### Directions
Beginning with the line where "the license plate frame" appears, repeat every remaining line of the entries exactly, the last line included.

### Data to process

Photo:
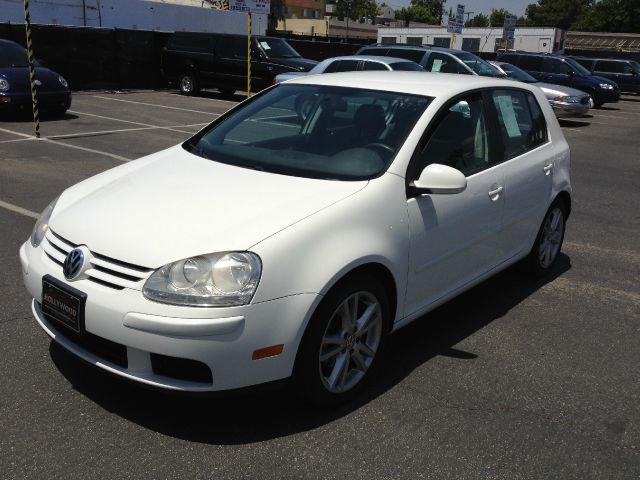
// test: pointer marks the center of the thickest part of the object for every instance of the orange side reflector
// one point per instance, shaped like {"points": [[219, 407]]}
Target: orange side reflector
{"points": [[271, 351]]}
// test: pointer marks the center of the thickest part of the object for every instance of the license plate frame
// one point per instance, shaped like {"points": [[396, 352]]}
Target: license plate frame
{"points": [[63, 304]]}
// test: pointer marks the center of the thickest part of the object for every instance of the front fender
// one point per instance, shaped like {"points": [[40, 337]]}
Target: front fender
{"points": [[314, 254]]}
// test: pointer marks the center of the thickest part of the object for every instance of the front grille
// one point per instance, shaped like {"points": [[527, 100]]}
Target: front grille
{"points": [[181, 368], [105, 271], [100, 347]]}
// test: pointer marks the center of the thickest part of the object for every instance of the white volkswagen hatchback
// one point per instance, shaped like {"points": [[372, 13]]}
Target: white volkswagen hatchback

### Solution
// test: pointer marks the center of the thickest part of the object for every instance of the license plate frame
// one point per instance, shaped like {"points": [[396, 352]]}
Target: license plate frame
{"points": [[63, 304]]}
// test: pointer marks the center of the thickest part of the object for every instance of the front fender
// one point per instance, shaped like {"points": [[40, 337]]}
Target: front fender
{"points": [[314, 254]]}
// test: pointer marks the center of the thickest part of the object for every instance of the front grille
// one point per instance, shaped like {"points": [[527, 100]]}
Target: front grille
{"points": [[181, 368], [105, 271], [100, 347]]}
// test: pointer marks the center of the thickest part of the object for every instance of the white volkswagen hatchback
// one point per instance, shaped like {"points": [[372, 13]]}
Target: white volkswagen hatchback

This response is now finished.